__TASK ITEM 1__. In the piece on lifafa justice, on what date did Justice Gautam S Patel reject documents tendered in a sealed cover?
__TASK ITEM 2__. Which professional groups does the first paragraph of the piece on lifafa justice mention?
__TASK ITEM 3__. Reproduce the stretch of the piece on lifafa justice from "Justice Gautam S" through "paucity of funds.".

__DOCUMENT EXTRACT__.
'''

THE expression ‘lifafa’ for justice has an altogether different connotation from that of a certain low form of journalism. This is not to say that lawyers and journalists are altogether innocent of corruption. Fortunately, the latter is small in number. Lifafa justice refers to a practice developed in recent years in which lawyers provide sealed documents to judges that no one else can see. This is a gross perversion of justice.
Justice Gautam S Patel struck a forceful blow in the Bombay High Court on September 18 when he rejected documents tendered in evidence in a ‘sealed cover’. The facts were simple: a group of petitions alleging that the defendant’s company had caused the petitioners great financial losses through illegal and unauthorised trades. Justice Patel perused the petitioners’ affidavit, which included disclosure of the defendant’s assets, the provenance of which the petitioners questioned since the defendant had claimed paucity of funds.

'''

__DATA UNDER STUDY__.
'''

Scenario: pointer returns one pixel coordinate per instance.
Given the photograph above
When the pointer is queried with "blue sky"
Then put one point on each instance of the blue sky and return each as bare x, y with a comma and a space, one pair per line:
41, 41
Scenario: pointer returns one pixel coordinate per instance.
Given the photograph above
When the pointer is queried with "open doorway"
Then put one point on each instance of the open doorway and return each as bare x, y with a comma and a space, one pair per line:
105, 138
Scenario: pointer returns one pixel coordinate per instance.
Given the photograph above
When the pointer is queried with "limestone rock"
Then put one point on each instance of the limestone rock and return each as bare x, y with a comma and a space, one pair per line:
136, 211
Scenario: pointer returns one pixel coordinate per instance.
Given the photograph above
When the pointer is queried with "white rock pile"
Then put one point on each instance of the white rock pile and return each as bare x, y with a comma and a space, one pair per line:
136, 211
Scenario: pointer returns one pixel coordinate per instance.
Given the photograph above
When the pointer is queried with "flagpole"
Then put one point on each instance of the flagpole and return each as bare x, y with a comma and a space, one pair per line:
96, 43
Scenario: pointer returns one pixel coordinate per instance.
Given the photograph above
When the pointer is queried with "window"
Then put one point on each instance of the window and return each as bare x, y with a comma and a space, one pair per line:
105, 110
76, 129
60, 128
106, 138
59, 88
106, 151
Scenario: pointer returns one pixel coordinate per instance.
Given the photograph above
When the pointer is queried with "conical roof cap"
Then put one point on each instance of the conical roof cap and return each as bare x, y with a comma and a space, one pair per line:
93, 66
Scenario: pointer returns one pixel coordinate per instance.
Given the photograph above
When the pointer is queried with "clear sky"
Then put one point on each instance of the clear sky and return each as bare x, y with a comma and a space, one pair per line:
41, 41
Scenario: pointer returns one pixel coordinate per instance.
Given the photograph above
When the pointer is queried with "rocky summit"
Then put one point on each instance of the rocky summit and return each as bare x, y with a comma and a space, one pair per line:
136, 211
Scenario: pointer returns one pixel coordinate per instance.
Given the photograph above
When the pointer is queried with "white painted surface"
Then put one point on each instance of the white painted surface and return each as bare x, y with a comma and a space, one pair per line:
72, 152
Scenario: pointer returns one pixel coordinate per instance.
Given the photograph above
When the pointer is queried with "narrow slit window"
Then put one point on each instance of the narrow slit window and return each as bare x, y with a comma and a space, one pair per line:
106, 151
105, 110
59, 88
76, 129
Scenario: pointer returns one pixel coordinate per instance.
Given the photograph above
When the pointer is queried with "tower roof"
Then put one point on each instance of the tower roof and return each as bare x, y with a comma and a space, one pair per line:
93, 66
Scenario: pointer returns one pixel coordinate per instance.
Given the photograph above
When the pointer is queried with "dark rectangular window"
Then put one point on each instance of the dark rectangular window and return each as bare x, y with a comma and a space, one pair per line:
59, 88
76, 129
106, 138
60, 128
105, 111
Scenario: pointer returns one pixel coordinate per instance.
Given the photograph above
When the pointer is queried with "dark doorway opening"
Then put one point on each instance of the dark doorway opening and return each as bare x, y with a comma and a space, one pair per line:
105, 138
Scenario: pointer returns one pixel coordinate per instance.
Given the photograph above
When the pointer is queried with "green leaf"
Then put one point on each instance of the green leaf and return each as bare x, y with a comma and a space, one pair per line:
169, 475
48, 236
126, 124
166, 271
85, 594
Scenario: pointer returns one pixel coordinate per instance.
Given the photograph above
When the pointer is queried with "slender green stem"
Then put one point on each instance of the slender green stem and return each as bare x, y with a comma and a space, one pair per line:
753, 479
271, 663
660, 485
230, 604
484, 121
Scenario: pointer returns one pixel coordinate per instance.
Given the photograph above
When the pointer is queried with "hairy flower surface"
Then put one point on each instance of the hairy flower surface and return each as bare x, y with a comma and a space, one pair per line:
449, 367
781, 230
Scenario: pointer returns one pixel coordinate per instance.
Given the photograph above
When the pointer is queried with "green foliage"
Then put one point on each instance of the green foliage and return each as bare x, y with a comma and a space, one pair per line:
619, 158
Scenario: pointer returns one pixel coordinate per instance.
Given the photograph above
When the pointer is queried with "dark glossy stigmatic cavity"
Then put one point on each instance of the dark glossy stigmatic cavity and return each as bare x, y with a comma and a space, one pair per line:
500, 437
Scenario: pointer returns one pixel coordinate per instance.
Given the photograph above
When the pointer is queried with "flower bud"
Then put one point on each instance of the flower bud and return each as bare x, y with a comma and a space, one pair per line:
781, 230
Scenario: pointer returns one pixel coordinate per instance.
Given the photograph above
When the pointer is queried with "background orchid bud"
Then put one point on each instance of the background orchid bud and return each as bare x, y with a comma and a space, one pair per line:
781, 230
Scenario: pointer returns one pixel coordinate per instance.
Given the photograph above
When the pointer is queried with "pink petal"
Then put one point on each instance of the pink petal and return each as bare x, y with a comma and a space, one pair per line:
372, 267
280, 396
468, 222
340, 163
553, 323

'''

__TASK ANSWER 1__. September 18

__TASK ANSWER 2__. Journalists, lawyers, judges

__TASK ANSWER 3__.
Justice Gautam S Patel struck a forceful blow in the Bombay High Court on September 18 when he rejected documents tendered in evidence in a ‘sealed cover’. The facts were simple: a group of petitions alleging that the defendant’s company had caused the petitioners great financial losses through illegal and unauthorised trades. Justice Patel perused the petitioners’ affidavit, which included disclosure of the defendant’s assets, the provenance of which the petitioners questioned since the defendant had claimed paucity of funds.